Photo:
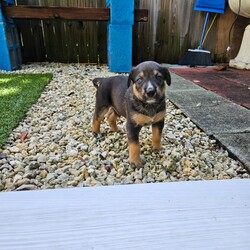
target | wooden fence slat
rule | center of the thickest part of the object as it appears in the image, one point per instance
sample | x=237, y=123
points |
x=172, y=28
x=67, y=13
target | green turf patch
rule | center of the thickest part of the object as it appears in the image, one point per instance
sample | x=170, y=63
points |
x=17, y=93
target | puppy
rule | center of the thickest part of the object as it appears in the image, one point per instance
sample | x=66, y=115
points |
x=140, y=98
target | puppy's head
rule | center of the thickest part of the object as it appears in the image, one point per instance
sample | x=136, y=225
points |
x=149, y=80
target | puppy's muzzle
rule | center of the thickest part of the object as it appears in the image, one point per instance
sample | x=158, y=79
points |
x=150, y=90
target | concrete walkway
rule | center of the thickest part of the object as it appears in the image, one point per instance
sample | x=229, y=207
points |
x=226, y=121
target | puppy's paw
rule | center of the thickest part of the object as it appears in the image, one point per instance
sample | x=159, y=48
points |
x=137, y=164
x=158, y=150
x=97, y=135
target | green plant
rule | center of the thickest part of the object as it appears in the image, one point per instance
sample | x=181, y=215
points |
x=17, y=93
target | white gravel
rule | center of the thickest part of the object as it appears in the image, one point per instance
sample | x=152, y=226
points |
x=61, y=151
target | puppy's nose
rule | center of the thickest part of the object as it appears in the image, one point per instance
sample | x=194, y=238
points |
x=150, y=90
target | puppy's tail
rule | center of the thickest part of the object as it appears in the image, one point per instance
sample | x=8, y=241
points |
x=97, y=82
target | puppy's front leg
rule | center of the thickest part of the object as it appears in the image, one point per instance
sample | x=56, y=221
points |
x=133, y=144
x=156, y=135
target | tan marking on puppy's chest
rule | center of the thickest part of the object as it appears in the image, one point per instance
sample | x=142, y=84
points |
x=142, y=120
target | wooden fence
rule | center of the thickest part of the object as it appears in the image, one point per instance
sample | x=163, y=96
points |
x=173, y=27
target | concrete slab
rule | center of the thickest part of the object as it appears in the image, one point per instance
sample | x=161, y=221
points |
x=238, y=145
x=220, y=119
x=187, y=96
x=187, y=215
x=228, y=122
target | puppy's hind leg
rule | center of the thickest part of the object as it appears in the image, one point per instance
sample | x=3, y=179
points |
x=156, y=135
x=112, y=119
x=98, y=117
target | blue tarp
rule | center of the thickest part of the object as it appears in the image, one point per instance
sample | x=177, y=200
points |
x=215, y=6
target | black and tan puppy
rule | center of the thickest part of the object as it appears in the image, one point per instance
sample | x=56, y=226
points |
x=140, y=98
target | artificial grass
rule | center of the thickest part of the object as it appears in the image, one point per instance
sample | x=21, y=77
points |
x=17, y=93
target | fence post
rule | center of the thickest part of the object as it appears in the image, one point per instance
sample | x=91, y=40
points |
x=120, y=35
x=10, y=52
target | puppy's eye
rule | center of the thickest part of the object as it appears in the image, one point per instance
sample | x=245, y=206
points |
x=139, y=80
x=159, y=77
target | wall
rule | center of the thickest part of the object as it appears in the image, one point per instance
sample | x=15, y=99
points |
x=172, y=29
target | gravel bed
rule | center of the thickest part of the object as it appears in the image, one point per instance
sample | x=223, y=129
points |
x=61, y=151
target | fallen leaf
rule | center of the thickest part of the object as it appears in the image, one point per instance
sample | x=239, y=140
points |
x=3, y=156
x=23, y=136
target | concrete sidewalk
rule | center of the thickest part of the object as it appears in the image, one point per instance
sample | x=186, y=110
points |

----

Work to be completed ::
Reproduce all of the items above verbatim, omitting the pictures from your answer.

Exercise solution ::
Photo:
target | wooden fence slat
rule | center of the thickest part of the object as it appears in the image, one point per instance
sample | x=237, y=123
points |
x=172, y=28
x=67, y=13
target | green turf patch
rule | center of the thickest part of the object as it appears in the image, one point per instance
sample | x=170, y=63
points |
x=17, y=93
target | puppy
rule | center of the thickest part of the object as it appears in the image, one point per instance
sample | x=66, y=115
points |
x=140, y=98
target | puppy's head
rule | center of the thickest part of the object as it appears in the image, one point per instance
sample | x=136, y=225
points |
x=149, y=80
target | puppy's muzzle
rule | center of the thickest part of the object as it appears in the image, one point per instance
sample | x=158, y=79
points |
x=150, y=90
target | concrete walkway
rule | center of the thickest part of the object as it appears in the image, one point per instance
sample | x=229, y=207
points |
x=226, y=121
target | puppy's paw
rule | center of the thickest part of the object as it appears in the image, one point per instance
sample | x=159, y=48
points |
x=137, y=164
x=158, y=150
x=97, y=135
target | green plant
rule | center of the thickest part of the object as it appears in the image, one point per instance
sample | x=181, y=215
points |
x=17, y=93
target | white gravel
rule | center of the thickest part of the object as it appears in the image, one point per instance
sample | x=152, y=226
points |
x=61, y=151
target | puppy's nose
rule | center of the thickest part of the object as it appears in the image, one point per instance
sample | x=194, y=238
points |
x=150, y=90
target | puppy's tail
rule | center of the thickest part of the object as it appears in the image, one point per instance
sample | x=8, y=241
points |
x=97, y=82
target | puppy's front leg
rule | center of the thickest part of the object as it appears in the image, one point per instance
sample | x=56, y=221
points |
x=133, y=144
x=156, y=135
target | tan marking on puppy's chest
rule | center of the thickest part of the object as it appears in the image, one point per instance
sample | x=142, y=84
points |
x=142, y=120
target | wooden fence
rule | center of the thickest part of the object as it appears in the image, one point per instance
sample | x=163, y=96
points |
x=173, y=27
target | concrete slab
rule | center of the thickest part of the object as it appears in the image, one point per instance
sample | x=161, y=221
points |
x=238, y=145
x=220, y=119
x=187, y=96
x=187, y=215
x=228, y=122
target | puppy's hind leg
rule | center of the thickest part of the object as it appears in the image, one point per instance
sample | x=3, y=179
points |
x=156, y=135
x=112, y=119
x=98, y=117
target | blue tarp
rule | center of the thickest part of the object as it appears in the image, one point per instance
sample | x=177, y=200
points |
x=215, y=6
target | black and tan puppy
rule | center of the thickest part of the object as it appears in the image, one point per instance
sample | x=56, y=226
points |
x=140, y=98
target | artificial grass
rule | center of the thickest part of the object as it appears in the image, one point per instance
sample | x=21, y=77
points |
x=17, y=93
target | fence post
rule | center of the thickest part of the object as it appears in the image, one point per instance
sample | x=91, y=40
points |
x=120, y=35
x=10, y=52
target | puppy's eye
rule | center of the thickest part of the object as it appears in the image, one point per instance
sample | x=245, y=206
points |
x=139, y=80
x=159, y=77
target | wall
rule | center of the thickest part of the object as it appears in the image, one point per instance
sample | x=15, y=99
points |
x=172, y=29
target | gravel bed
rule | center of the thickest part of the object as it appears in the image, one point per instance
sample | x=223, y=129
points |
x=61, y=151
target | fallen leaf
rule | center of the thickest part of the object as it appears in the image, one point per instance
sample | x=239, y=140
points |
x=3, y=156
x=23, y=136
target | concrete sidewalk
rule | center of the thickest part of the object as it appears in the image, one point per instance
sample | x=186, y=110
points |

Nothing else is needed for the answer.